▶ **What to work on**
Repeat each entry exactly. Drop every image.

Natural language region descriptions
▼

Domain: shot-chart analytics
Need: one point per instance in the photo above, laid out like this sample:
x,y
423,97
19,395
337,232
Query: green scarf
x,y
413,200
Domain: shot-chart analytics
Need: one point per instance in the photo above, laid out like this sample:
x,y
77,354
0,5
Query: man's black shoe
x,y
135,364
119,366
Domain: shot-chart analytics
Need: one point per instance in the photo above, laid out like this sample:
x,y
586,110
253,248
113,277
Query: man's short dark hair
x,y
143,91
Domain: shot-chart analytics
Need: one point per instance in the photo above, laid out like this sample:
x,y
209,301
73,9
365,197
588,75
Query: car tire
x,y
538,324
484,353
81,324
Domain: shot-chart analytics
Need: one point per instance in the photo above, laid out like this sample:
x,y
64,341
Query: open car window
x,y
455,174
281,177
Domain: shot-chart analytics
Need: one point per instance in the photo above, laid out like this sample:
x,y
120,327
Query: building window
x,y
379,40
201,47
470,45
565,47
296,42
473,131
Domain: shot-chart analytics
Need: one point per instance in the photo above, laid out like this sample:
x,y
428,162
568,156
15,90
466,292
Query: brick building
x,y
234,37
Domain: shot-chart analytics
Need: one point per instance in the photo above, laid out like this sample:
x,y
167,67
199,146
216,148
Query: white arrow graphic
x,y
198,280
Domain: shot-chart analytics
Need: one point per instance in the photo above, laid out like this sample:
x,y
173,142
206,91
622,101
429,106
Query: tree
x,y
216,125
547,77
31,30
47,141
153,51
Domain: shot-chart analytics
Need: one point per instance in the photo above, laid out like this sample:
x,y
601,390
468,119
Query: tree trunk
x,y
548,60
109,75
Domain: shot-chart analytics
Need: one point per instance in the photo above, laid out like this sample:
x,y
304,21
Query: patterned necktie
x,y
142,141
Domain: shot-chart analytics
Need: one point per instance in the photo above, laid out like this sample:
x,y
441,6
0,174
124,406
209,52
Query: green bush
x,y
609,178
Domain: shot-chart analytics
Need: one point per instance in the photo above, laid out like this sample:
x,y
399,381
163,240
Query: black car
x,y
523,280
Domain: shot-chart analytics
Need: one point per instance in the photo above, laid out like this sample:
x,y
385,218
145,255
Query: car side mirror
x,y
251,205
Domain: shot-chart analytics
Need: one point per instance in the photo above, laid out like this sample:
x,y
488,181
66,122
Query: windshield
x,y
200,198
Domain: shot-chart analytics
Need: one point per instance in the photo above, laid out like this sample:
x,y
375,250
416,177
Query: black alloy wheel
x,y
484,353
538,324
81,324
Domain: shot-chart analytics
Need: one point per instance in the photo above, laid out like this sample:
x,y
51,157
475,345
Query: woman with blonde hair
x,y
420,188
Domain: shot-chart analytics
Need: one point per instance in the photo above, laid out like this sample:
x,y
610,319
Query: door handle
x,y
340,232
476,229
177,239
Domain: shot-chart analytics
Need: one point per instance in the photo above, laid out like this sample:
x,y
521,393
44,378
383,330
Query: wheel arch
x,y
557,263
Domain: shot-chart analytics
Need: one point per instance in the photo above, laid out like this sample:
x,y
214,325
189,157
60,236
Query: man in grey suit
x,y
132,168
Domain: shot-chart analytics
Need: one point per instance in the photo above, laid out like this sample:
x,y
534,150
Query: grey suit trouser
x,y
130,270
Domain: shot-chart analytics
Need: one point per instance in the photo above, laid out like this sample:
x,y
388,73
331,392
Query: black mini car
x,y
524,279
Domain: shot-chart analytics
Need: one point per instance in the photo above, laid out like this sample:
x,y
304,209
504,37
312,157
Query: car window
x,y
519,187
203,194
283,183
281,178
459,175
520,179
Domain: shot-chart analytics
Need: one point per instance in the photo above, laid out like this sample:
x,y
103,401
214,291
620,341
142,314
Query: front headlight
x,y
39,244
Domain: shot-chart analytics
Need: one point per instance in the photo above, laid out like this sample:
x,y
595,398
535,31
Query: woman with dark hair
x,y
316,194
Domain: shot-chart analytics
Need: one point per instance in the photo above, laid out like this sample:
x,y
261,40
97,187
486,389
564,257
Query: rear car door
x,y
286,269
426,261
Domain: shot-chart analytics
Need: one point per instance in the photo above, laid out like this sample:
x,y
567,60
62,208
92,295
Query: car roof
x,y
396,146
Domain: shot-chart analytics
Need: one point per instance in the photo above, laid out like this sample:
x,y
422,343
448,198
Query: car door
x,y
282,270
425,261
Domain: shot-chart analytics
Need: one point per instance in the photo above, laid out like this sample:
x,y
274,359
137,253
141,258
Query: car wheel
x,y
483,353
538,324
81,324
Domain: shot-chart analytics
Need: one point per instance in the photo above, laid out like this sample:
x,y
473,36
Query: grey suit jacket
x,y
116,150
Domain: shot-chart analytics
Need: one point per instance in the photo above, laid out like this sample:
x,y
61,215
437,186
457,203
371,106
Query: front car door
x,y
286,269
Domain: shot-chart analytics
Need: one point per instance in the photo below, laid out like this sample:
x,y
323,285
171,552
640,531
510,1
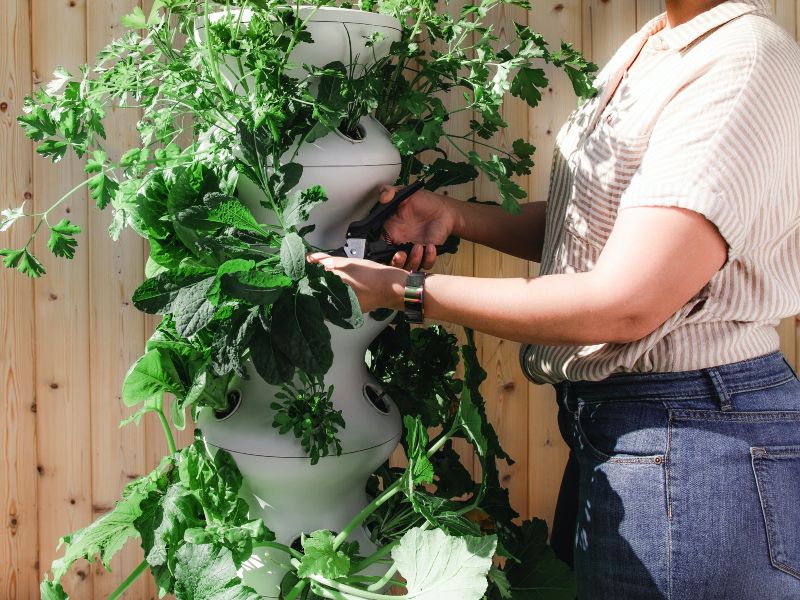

▲

▶ **Response to this task**
Domain: shot-chart analytics
Need: one point per instance in the photo above, laid out like this sample:
x,y
423,97
19,395
337,232
Query: green scarf
x,y
413,200
Domain: shot-chart analytics
Need: one point per instance in the photo above, laid out like this sample:
x,y
77,354
0,5
Query: man's black shoe
x,y
135,364
119,366
Domain: shot-chart analytics
Need: one point per instance in the photo above, laid out like this sample:
x,y
586,110
253,248
113,277
Query: man's short dark hair
x,y
143,91
Domain: shot-chart analytics
Need: one point per instance in the photo above, laid out like this sample:
x,y
209,301
73,9
365,197
588,75
Query: car tire
x,y
538,324
484,353
81,324
Domain: shot-chart analytics
Need: one point per instance in the photo above, laid out like this sample:
x,y
64,341
Query: open car window
x,y
455,174
281,177
Domain: shot-chart analytics
Need: one point per instance in the photo above, laid out like this sample:
x,y
120,327
Query: building window
x,y
379,40
201,47
470,45
565,47
296,42
473,131
Domain: shot-chart analytics
Need: one point per instance in the photo above, laid out like this sample:
x,y
428,162
568,156
15,90
466,292
Query: brick building
x,y
234,37
Domain: shot-chart analytics
Need: one point per instance in the photo above, laid out like this sample:
x,y
167,67
199,146
216,148
Query: white arrow graphic
x,y
198,280
Domain: shot-chart analytics
Need: one point per instance in the photo above, laid out like this sample:
x,y
173,142
206,91
622,101
429,106
Query: tree
x,y
216,125
547,77
31,30
47,141
153,51
Domain: shot-chart analytics
Need: one point per instance in the photo above, laid out like this sample:
x,y
601,390
468,119
Query: tree trunk
x,y
548,60
109,75
Domain: shot-chart analytics
Need: one point per instance in the photo above, laid out like this sample:
x,y
304,21
Query: patterned necktie
x,y
142,141
Domain: shot-chart analytics
Need: one point per instance in the photo above, laid out like this sample:
x,y
441,6
0,174
124,406
209,52
Query: green bush
x,y
609,178
Domain: shot-chart analytics
Need: one point per instance in the photo above, laid out like this sample:
x,y
399,381
163,240
Query: black car
x,y
523,280
Domain: shot-chart analytics
Need: one point per instance in the photo above, laid out like this sample:
x,y
385,218
145,255
Query: car side mirror
x,y
251,205
Domain: shot-chart analytics
Need: one point per instance in the photo above, laid out like this sample:
x,y
488,181
66,122
Query: windshield
x,y
200,198
Domain: shot-chart analytics
Need: one point per instance in the photo above, laid out like this sample:
x,y
375,250
416,177
Query: black alloy wheel
x,y
484,353
538,324
81,324
Domain: shot-chart analytics
Need: one point per instance in the photo above, laid out like this sample:
x,y
51,157
475,345
Query: woman with blonde hair
x,y
420,188
Domain: shot-chart analytics
Need: one point per instance in the photo above, laid out like this sample:
x,y
610,319
Query: door handle
x,y
340,232
476,229
177,239
Domain: shot-chart analytics
Need: one point per instance in the photo above, laid out like this sample:
x,y
521,393
44,378
383,330
Query: wheel arch
x,y
557,263
Domain: shot-chart analytics
Need: one point per instance in the photo above, laid out like this sample:
x,y
214,325
189,157
60,236
Query: man in grey suit
x,y
132,168
Domain: shot-chart analytics
Need: one point per instance in the photo above, laid out like this sample:
x,y
534,150
Query: grey suit trouser
x,y
130,270
Domain: shot-chart analytics
Need: one point per instance in the photo above, laid out like this sample:
x,y
388,73
331,392
Query: black mini car
x,y
524,279
Domain: shot-chart analytics
Need: one point per instance in the photo above, laid out like this sample:
x,y
304,209
504,37
312,157
Query: car window
x,y
519,187
203,194
283,183
281,178
459,175
520,179
Domain: shot-chart analytics
Need: one point per instance in the photo above, laid out like this sample:
x,y
103,401
214,291
620,341
142,314
Query: front headlight
x,y
39,244
Domain: shot-chart analytics
Need: one point per instance in the photo above, laid out like this sample:
x,y
595,398
535,31
Query: woman with dark hair
x,y
316,194
Domain: shot-chart analytics
Need: one point per instance in the photo above, laid out like this sample:
x,y
261,40
97,187
486,389
564,257
Query: rear car door
x,y
286,269
426,261
Domain: shot-chart analytics
Need: one point per instance in the photo above, laid out like this sample:
x,y
567,60
62,208
92,295
Query: car roof
x,y
396,146
Domain: shot-chart analytics
Need: one point per instance in the photo above, laid out like this sample:
x,y
422,343
448,198
Query: car door
x,y
282,270
425,261
Domain: shot-chart analytics
Need: one point per instance in the photo above, laid out like this sample:
x,y
274,359
137,253
141,258
Query: car wheel
x,y
483,353
538,324
81,324
Domain: shot-chart analytics
Need: one point per instance in the photo above, laid out like this sample:
x,y
473,36
Query: grey suit jacket
x,y
116,150
Domain: shot-chart analytics
Need: one point per instance in the photo above, laid out like this sample:
x,y
61,215
437,186
457,203
371,106
Query: front car door
x,y
286,269
Domain: shot-chart analytics
Need: one point per instance in the photo below, laid out like this sample:
x,y
323,285
171,552
640,531
510,1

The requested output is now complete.